### [TASKS TO CARRY OUT]
1. Answer these questions using the article about Gov. Jennifer Granholm's speech on Michigan's economy, giving each answer on its own line marked to match.
(a) In which auditorium did Granholm give the speech?
(b) With which group did the six University faculty members and two graduate students work?
(c) How many inland lakes does Michigan have, according to the article?
2. Pick up the article about Gov. Granholm's speech on Michigan's alternative energy after its final sentence and carry it forward.

### [TEXT]
____
The answer to Michigan’s economic woes lies in the state’s natural resources, Gov. Jennifer Granholm said yesterday to kick off a two-day environmental law conference. She said one of Michigan’s greatest economic opportunities is to bolster the state’s alternative energy industry.

Granholm opened the Environmental Law and Policy Program’s inaugural conference by paying tribute to six University faculty members and two graduate students for their work with the Intergovernmental Panel on Climate Change, a group of scientists that shared the 2007 Nobel Prize with former Vice President Al Gore.

In the speech at the Law School’s Honigman Auditorium, Granholm said Michigan needs to use its natural resources to generate alternative and renewable energy sources. She said doing so would create a new industry for the state and help to revive its struggling economy.

“If you’re the CEO of a company, you’re going to try to figure out what it is that makes you competitive,” she said. “So what does Michigan have?”

Her answer: water, wind, woods and waste — all of which Michigan has plenty of, she said.

The state has more than 12,000 inland lakes and the longest freshwater shoreline in the world. And because Michigan is surrounded by four of the five great lakes, the wind generated from the shoreline provides the state with another viable option for alternative energy, she said.
____
### [INFORMATION SHOWN]
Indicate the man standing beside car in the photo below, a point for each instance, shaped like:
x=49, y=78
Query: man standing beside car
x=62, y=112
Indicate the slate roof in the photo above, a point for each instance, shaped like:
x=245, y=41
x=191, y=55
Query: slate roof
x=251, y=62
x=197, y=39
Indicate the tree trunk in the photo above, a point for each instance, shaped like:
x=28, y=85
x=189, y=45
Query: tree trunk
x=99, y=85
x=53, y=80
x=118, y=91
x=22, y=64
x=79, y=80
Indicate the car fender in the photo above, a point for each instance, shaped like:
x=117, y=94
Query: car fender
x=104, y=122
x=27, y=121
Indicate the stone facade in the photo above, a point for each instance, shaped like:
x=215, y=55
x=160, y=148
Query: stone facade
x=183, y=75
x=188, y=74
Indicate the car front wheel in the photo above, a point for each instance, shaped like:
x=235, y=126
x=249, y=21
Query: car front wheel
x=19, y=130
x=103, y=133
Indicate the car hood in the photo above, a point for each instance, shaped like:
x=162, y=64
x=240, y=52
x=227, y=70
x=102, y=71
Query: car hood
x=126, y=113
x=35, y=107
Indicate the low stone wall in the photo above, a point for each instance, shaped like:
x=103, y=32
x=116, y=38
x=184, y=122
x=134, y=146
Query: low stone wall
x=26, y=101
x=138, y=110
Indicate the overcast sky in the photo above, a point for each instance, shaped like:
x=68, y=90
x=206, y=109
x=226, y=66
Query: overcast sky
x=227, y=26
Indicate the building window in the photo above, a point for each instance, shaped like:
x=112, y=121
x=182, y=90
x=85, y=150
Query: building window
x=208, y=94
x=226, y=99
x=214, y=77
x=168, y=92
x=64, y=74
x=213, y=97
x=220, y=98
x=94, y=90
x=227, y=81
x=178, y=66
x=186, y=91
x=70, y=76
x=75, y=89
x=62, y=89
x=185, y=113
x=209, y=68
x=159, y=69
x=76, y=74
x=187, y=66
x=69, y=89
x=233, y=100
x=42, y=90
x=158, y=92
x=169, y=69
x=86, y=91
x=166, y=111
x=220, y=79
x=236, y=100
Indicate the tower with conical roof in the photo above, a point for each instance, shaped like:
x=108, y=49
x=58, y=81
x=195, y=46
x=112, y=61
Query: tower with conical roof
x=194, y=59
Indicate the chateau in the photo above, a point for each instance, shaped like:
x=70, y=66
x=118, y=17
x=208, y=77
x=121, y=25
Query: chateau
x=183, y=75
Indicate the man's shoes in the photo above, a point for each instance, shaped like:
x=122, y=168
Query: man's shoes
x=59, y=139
____
### [RESULTS FOR THE EXERCISE]
1.
(a) The Law School's Honigman Auditorium.
(b) The Intergovernmental Panel on Climate Change.
(c) More than 12,000.

2.
In an annual report released earlier this month, the University Research Corridor — a research coalition between the University, Michigan State University and Wayne State University — found that biomass waste and wind are the state’s two most abundant energy sources.

The URC is currently working to develop alternative energy technologies in line with Granholm’s strategy. Some projects include developing solar cells and biomass and biodisel conversion technologies.

Granholm commended the Michigan House of Representatives for passing a comprehensive, long-term energy plan last April, saying it was a significant step for the Michigan to create a new market for alternative sources of energy.

“In order to create a market, you have to create a policy framework,” she said.

As part of the energy plan, the state pledged to obtain 10 percent of its energy from renewable sources by 2015 — something Granholm said was necessary to draw energy companies to Michigan.

Granholm also highlighted how the energy plan would encourage Michigan residents to install solar panels and small wind turbines to their homes, in order to generate their own energy.

“If you want to install that and generate your own renewable energy, and you generate enough so that it’s more than you can use,” she said. “You can sell that back to the grid.”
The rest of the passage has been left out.